GOAL: Copy all of the data below, changing every "keypoint" to "marker" and leaving everything else as it is.

DATASET RECORDS:
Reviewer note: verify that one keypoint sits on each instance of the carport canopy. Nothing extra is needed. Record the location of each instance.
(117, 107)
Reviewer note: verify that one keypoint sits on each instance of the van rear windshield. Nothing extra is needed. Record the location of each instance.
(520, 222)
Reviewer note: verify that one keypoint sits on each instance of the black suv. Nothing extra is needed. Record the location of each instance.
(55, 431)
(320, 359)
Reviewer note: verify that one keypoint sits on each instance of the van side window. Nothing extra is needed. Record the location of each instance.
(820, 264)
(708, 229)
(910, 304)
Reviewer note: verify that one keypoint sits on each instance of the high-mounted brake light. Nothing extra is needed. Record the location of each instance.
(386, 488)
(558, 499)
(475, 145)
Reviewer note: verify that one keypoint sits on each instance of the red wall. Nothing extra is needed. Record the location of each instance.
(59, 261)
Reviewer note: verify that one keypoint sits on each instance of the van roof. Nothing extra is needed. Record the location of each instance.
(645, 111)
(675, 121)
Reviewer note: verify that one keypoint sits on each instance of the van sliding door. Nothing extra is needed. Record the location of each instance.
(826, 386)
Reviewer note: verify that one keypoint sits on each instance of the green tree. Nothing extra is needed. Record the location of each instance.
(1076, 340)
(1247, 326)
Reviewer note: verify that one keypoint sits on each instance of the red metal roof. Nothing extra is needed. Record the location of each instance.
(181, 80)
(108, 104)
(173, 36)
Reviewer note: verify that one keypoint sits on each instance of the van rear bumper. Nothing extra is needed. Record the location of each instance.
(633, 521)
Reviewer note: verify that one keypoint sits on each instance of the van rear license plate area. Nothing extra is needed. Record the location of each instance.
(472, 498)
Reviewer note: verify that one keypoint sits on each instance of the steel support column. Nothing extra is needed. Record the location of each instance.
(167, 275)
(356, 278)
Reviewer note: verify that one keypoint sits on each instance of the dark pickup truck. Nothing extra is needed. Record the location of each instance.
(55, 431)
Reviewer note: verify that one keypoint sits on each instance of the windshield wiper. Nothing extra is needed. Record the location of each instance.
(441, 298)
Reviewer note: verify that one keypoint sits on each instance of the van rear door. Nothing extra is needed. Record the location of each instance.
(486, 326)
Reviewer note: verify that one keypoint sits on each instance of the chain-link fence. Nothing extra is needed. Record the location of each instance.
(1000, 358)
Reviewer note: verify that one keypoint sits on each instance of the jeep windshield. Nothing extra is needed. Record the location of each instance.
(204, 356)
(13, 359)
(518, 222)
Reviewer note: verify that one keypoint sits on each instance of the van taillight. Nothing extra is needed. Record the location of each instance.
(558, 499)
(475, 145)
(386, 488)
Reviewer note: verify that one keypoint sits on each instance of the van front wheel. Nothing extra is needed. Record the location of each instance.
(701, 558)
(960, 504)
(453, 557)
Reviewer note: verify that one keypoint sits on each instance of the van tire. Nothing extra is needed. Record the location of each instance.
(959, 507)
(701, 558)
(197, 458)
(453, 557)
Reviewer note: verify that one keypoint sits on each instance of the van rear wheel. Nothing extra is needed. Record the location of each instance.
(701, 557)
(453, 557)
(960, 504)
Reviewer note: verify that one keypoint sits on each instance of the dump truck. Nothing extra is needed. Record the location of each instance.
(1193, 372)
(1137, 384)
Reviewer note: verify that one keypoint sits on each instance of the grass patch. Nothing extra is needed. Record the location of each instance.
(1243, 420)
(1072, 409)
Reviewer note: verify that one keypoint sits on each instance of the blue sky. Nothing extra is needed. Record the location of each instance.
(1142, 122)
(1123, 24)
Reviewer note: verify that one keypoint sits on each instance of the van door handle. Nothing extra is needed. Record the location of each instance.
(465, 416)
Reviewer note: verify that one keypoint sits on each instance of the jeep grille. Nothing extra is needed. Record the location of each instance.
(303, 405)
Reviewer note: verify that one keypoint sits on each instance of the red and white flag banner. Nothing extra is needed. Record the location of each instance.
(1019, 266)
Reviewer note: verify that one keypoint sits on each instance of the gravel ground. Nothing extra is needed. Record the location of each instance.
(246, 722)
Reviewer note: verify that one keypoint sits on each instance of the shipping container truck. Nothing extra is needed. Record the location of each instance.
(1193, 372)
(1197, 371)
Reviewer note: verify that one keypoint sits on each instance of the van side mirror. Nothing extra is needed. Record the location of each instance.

THE RESPONSE:
Reviewer note: verify that one marker sits on each instance of the carport canopy. Nothing extra is needed. Record the location of each instance.
(117, 107)
Reviewer note: verify that one marker sits on each instance of the van rear windshield. Nothing extra is needed. Record the location of each instance.
(520, 222)
Reviewer note: verify that one marker sits on each instance of the black suv. Nothing extra is needed. Record the location of each instance.
(55, 431)
(320, 359)
Reviewer note: verify that one marker sits on each instance of the van side window. Nothing extra is needed. Record the location of each instance.
(820, 264)
(708, 229)
(910, 304)
Reviewer note: verify that one marker sits on each instance of the high-mounted brake light. Nothing extra is needed. Record the location of each instance.
(386, 488)
(558, 499)
(475, 145)
Reviewer note: verify that one marker sits on each instance of the red wall. Nothing extra is needed. Record the location of each instance.
(59, 261)
Reviewer note: verify that one marker sits on each instance of the van roof. Nothing extra is needed. Record the location of each instance.
(645, 111)
(675, 121)
Reviewer note: verify that one marker sits on each instance of the van sliding door. Nothing extra is needed. Record the location of each instance.
(826, 386)
Reviewer note: verify that one marker sits on each instance of the green tree. Nothing extra is needed. Record the location of each instance.
(1076, 340)
(1247, 326)
Reviewer note: verify that one marker sits on each instance of the red metal roof. Nothing extra is needed. Record the location of each instance.
(181, 80)
(108, 104)
(173, 36)
Reviewer note: verify that one marker sits on each instance of the van rear bumper. Nothing extra is needed. Record the location of each instance.
(633, 521)
Reviewer note: verify that one marker sits on each instance of the van rear license plate area. Nothing extra is needed. Record the location of each instance.
(472, 498)
Reviewer note: verify that one marker sits on each instance of the steel support column. Nothing extra is needed. Record the location of each instance.
(167, 275)
(356, 278)
Reviewer note: verify that one marker sits on each instance of the dark pickup truck. Nothing extra is needed. Record the location of each instance.
(55, 431)
Reviewer note: verify that one marker sits on each instance of the windshield wiper. Nothing extra is needed. Record the location of each instance.
(441, 298)
Reviewer note: verify that one marker sits on each instance of the van rear door. Nothing extra is needed. Record the location of each instance.
(486, 326)
Reviewer note: verify that one marker sits on each instance of the chain-link fence. Nothing extra is needed. Record the location of each instance.
(1000, 358)
Reviewer note: verify that one marker sits on each instance of the jeep windshield. Nothing extra is needed. Record the location of each instance.
(204, 356)
(13, 359)
(518, 222)
Reviewer note: verify that one marker sits on each instance of the van taillight. Nothing extra is needed. Record the location of each instance.
(558, 499)
(475, 145)
(386, 488)
Reviewer note: verify that one marker sits on each instance of the van front wheel. Nothing extra is needed. Record the location of each instance.
(701, 558)
(960, 504)
(453, 557)
Reviewer note: verify that one marker sits on each instance of the van tire. Nothing extra is needed. Record the location of each instance.
(959, 507)
(701, 558)
(197, 458)
(453, 557)
Reviewer note: verify that one marker sits on each instance of the van rear wheel. Nothing extra is needed. Record the location of each instance.
(701, 557)
(453, 557)
(960, 504)
Reviewer note: verify that one marker sits on each instance of the dump truck. Nothing extra is needed. Record the location of each instance.
(1193, 372)
(1137, 384)
Reviewer note: verify that one marker sits on each instance of the grass patch. Nothing extra is needed. Record the location of each instance.
(1243, 420)
(1072, 409)
Reviewer note: verify that one marker sits on each instance of the blue sky. Nothing extra is needed. Record the location of each instance.
(1142, 122)
(1123, 24)
Reviewer note: verify that one marker sits on each instance of the van door handle. Nothing extra is needed. Record the location of each instance.
(465, 416)
Reviewer note: verify that one marker sits on each instance of the jeep grille. Nothing extra is needed. Record the location of each instance.
(303, 405)
Reviewer note: verify that one marker sits on each instance of the red and white flag banner. Nothing extra is needed. Record the location of each instance.
(1019, 266)
Reviewer note: verify that one marker sits on each instance of the gravel ground. Nothing extra is needed. Record the location of each instance.
(246, 722)
Reviewer note: verify that one marker sits on each instance of the shipping container truck. Nothing extra is needed. Record the location of each instance.
(1193, 372)
(1197, 371)
Reviewer note: verify that one marker sits on each instance of the van side mirror. Nothing extra is needed. Record the location of each instance.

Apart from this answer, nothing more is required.